> _Your task_
Report each line below that contains the string "pane", copying every such line in full. Case counts when you match.

> _Records for the exercise_

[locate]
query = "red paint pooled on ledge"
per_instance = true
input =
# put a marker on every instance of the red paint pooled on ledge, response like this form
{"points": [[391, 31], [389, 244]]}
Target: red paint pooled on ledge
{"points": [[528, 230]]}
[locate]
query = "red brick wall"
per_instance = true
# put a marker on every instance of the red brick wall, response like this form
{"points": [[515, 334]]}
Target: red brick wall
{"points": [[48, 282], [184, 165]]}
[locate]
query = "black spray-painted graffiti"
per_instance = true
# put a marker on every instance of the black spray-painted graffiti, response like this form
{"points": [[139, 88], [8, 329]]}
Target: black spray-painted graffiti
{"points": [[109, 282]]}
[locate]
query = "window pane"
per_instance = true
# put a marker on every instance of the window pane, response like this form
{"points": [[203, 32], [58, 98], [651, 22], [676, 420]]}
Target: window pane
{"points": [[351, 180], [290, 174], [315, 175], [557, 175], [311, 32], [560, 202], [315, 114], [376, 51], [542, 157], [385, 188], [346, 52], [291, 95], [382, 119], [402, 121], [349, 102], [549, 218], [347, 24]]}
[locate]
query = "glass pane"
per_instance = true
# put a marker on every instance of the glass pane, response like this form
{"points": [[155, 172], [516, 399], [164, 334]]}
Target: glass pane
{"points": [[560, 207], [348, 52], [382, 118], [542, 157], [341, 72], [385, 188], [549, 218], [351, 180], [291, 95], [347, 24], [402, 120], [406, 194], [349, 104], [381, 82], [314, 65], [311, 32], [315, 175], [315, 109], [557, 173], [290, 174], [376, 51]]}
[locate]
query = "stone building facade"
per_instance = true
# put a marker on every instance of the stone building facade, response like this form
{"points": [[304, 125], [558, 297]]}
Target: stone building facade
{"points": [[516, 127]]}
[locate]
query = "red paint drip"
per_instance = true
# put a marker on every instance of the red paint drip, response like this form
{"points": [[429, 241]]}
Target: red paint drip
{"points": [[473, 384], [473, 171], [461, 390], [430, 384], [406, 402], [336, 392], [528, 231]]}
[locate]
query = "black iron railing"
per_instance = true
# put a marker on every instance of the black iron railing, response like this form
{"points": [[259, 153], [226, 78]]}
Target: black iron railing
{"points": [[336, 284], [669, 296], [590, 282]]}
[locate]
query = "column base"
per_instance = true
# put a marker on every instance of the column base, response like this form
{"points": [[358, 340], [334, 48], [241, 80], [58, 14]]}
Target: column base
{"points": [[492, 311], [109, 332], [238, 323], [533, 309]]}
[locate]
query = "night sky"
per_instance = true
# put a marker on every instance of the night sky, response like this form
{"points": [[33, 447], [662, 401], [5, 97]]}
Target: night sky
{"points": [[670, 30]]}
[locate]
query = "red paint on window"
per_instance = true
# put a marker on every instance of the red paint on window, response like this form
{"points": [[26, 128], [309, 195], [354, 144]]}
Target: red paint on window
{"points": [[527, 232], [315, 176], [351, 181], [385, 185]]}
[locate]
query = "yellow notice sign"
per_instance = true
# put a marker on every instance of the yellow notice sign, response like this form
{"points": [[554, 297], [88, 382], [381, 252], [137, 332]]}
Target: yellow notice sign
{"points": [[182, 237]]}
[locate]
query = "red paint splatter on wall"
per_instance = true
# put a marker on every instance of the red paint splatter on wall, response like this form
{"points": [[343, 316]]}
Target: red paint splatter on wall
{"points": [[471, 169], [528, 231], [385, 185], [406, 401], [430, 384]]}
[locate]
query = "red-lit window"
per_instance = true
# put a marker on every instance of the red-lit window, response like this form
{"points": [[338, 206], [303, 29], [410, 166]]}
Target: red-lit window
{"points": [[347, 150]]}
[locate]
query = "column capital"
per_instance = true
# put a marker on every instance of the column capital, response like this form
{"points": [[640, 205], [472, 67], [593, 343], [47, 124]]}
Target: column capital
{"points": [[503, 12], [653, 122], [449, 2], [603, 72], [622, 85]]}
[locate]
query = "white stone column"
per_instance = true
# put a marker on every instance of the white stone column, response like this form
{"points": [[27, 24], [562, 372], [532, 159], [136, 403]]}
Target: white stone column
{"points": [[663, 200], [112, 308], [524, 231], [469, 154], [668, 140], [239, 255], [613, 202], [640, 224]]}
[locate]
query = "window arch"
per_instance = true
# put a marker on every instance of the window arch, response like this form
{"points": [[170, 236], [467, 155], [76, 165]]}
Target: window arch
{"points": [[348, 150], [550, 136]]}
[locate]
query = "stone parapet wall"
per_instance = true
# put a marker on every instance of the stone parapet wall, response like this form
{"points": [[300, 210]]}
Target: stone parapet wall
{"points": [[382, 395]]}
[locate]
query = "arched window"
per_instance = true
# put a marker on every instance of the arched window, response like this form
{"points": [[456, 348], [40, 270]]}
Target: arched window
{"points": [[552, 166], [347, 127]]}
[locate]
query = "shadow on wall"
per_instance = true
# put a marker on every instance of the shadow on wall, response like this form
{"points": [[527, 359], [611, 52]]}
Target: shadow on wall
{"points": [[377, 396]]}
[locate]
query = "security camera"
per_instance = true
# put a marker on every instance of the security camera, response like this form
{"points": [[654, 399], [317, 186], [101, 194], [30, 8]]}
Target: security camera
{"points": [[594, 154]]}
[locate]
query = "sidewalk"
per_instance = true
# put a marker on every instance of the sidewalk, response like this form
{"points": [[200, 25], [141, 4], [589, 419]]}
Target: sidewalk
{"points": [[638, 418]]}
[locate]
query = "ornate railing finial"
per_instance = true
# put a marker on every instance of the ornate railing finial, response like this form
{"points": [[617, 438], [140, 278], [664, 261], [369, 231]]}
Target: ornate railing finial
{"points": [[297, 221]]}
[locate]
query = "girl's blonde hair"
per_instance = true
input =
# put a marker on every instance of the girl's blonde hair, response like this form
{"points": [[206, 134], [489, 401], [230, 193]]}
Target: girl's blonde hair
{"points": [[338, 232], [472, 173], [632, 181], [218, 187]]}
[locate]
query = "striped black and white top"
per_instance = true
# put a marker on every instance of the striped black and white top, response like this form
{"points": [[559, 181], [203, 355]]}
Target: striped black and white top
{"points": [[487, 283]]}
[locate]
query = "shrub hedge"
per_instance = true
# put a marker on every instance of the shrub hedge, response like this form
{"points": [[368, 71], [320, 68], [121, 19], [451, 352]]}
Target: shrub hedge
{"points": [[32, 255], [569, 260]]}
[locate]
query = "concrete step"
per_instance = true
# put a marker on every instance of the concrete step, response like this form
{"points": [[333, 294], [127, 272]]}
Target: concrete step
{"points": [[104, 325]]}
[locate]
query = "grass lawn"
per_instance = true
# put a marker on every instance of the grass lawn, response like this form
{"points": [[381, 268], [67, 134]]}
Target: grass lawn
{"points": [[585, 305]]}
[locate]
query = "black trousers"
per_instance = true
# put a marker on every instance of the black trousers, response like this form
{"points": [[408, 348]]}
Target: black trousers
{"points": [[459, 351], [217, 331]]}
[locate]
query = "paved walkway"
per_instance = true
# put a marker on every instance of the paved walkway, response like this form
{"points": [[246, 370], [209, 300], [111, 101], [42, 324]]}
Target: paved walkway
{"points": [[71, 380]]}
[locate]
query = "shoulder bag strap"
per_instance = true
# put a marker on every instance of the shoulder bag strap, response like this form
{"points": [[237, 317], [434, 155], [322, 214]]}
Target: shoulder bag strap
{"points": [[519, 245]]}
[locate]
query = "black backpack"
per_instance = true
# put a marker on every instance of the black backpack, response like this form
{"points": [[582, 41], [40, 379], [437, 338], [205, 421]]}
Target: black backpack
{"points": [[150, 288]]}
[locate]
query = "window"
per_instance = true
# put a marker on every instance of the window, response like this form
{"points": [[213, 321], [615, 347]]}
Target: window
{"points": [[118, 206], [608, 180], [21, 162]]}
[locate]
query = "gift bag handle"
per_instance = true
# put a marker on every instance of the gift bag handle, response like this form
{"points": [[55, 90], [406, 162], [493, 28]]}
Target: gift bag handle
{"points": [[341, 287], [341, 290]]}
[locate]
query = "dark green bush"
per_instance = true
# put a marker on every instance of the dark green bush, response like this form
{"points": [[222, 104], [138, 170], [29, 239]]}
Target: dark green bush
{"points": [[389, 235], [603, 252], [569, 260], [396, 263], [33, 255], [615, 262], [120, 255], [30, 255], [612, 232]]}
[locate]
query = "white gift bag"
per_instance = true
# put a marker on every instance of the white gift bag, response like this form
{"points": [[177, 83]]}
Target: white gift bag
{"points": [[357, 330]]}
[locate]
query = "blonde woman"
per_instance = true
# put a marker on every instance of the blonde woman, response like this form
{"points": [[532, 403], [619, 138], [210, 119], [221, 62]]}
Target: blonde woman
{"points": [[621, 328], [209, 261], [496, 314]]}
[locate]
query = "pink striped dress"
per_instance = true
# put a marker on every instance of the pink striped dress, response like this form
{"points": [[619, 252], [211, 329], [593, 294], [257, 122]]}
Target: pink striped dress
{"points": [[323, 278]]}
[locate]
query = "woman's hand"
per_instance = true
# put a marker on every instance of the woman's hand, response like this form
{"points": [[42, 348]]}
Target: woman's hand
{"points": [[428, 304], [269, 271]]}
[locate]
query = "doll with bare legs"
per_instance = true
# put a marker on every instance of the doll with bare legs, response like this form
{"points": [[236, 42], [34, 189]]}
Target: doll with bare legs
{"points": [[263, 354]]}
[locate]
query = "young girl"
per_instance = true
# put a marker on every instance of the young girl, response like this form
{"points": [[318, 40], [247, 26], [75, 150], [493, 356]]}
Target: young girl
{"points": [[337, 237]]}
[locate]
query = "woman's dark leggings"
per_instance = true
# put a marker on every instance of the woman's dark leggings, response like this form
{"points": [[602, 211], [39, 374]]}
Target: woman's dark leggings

> _Problem solution_
query = "window pane"
# put a marker on every instance of the window pane, response like this form
Target: window pane
query = "glass pane"
# put a marker on every instance of the glass pane, response like this form
Target: glass pane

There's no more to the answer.